▸ Source excerpt
Exploration emerges as a desired strategy under the condition of average updating as such a strategy helps compensate for the rapid decline in the effective learning rate in this setting. In the absence of a moderate level of exploration, this decline in the ELR leads to excessive inertia. In settings where the effective learning rate is held constant (as in our main analysis), the shift in beliefs with experience can lead to search in the face of negative feedback even in later periods. Hence, search, sampling different alternatives, can occur even in the presence of a highly exploitive strategy with respect to τ with a more dynamic pattern of belief updating. When beliefs correspond to the average experience of the organization, an explicit strategy of exploration (a moderate value of τ) is necessary to sustain some level of search in later periods given the high level of inertia in beliefs.
This result suggests the importance of recognizing that organizational adaptation and search processes are a macrobehavior driven by the interplay of distinct micromechanisms and that it is problematic to examine these micromechanisms in isolation. As a stark finding in support of this argument, we find that the policy of updating beliefs to correspond to the organization’s average experience, which leads to the best estimate of the true value of alternatives, in conjunction with the best strategy of exploration/exploitation (τ value) for that setting actually leads to slightly inferior performance in comparison with a behavioral process of partial adjustment learning with a slow learning rate in conjunction with a strategy of exploitation. In particular, we find that a slow learning (ϕ = 0.1) fractional adjustment process coupled with a fully exploitative (greedy) choice rule (τ = 0) results in a cumulative percent loss of approximately −11% relative to the roughly −12% loss of average updating when combined with a τ value equal 0.04 (the best performing τ value conditional on average updating in that setting). Thus, the best mechanism of belief updating leads to the best estimate of beliefs but not, as driven by the joint processes of belief updating and a strategy of exploration/exploitation, to the most effective learning organization.
Clearly, the normative claim for beliefs to correspond to average experience becomes even more problematic in a setting where the environment itself is changing and the values of alternatives may change over time. In turbulent environments, evaluation is further complicated by the fact that not only is experience noisy, but past experiences become less representative of future experiences. Following the approach used in Posen and Levinthal (2012), we tune the degree of turbulence via the parameter η, which sets the probability of a shock occurring, where a shock corresponds to possible changes in the payoff associated with a given alternative. We vary η from 0 to 0.32, the maximal value used in Posen and Levinthal (2012), which implies that a shock occurs, on average, 32% of the time. Given an environmental shock at time t, the payoff to each alternative is, with probability 0.5, redrawn from the initial beta distribution.
We first investigate the impact of a changing environment on the degree of exploration. This is presented in Figure 6(a), which plots performance across the range of turbulence (η) and exploration (τ) values for the best performing ϕ–τ pair.7 First, we note that performance is eroded as turbulence increases. This result is consistent with Posen and Levinthal (2012). However, the more pertinent result for the discussion here is that, for a given value of η, the highest performing value of τ remains tightly clustered around zero, thereby demonstrating the robustness of exploitation (a greedy choice rule) to a variety of environments that vary in the degree of turbulence.

▸ Instruction A
Please list every Greek-letter parameter symbol used in the passage on organizational learning.
▸ Instruction B
Count the lines in the listing that contain the word "earth", and reply with only that number.
The listing after the passage on organizational learning is separate material, unrelated to the passage.

▸ Information shown
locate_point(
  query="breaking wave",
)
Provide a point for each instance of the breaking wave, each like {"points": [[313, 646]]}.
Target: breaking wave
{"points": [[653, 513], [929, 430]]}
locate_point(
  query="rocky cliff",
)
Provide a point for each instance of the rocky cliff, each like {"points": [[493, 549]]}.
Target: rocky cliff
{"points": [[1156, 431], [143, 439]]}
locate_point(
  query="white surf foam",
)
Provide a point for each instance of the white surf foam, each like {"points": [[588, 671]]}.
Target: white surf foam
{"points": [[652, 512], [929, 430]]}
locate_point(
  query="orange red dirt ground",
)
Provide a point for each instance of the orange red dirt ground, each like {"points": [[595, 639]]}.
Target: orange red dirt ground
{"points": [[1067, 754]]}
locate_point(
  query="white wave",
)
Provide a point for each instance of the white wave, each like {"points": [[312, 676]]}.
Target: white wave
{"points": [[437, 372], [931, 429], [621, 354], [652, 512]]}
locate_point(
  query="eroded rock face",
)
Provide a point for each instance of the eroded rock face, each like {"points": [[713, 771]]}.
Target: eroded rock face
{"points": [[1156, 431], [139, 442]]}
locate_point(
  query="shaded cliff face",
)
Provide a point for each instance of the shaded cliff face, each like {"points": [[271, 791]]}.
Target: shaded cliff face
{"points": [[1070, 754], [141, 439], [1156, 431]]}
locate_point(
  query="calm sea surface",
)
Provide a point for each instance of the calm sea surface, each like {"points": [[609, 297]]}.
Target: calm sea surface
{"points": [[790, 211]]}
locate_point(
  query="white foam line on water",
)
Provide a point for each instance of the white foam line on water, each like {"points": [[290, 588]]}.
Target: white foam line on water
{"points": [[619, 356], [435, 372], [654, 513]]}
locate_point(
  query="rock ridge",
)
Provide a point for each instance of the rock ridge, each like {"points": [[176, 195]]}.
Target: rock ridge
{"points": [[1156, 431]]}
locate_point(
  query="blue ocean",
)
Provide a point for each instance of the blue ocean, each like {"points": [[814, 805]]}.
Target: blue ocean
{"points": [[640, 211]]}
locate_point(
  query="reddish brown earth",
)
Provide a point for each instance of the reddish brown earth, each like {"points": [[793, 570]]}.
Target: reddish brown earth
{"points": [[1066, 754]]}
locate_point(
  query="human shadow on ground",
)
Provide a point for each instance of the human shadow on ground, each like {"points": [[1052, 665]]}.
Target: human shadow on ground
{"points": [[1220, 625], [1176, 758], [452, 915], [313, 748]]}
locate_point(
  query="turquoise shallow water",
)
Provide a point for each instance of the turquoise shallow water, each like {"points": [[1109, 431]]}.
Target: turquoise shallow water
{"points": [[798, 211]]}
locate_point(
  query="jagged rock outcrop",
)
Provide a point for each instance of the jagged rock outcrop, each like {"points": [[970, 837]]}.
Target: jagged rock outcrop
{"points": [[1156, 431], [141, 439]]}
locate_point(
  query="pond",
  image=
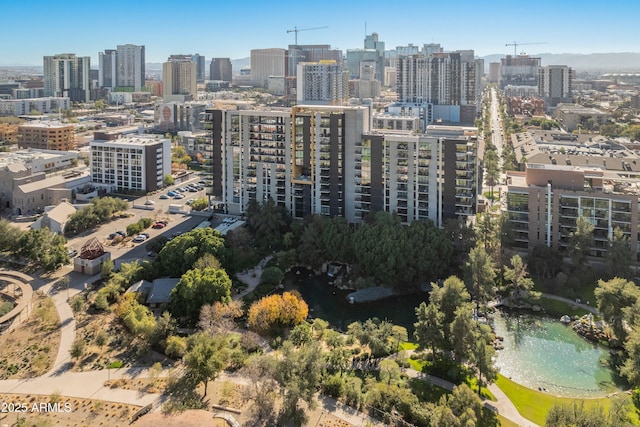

▸ Written solution A
τ, ϕ, η

▸ Written solution B
3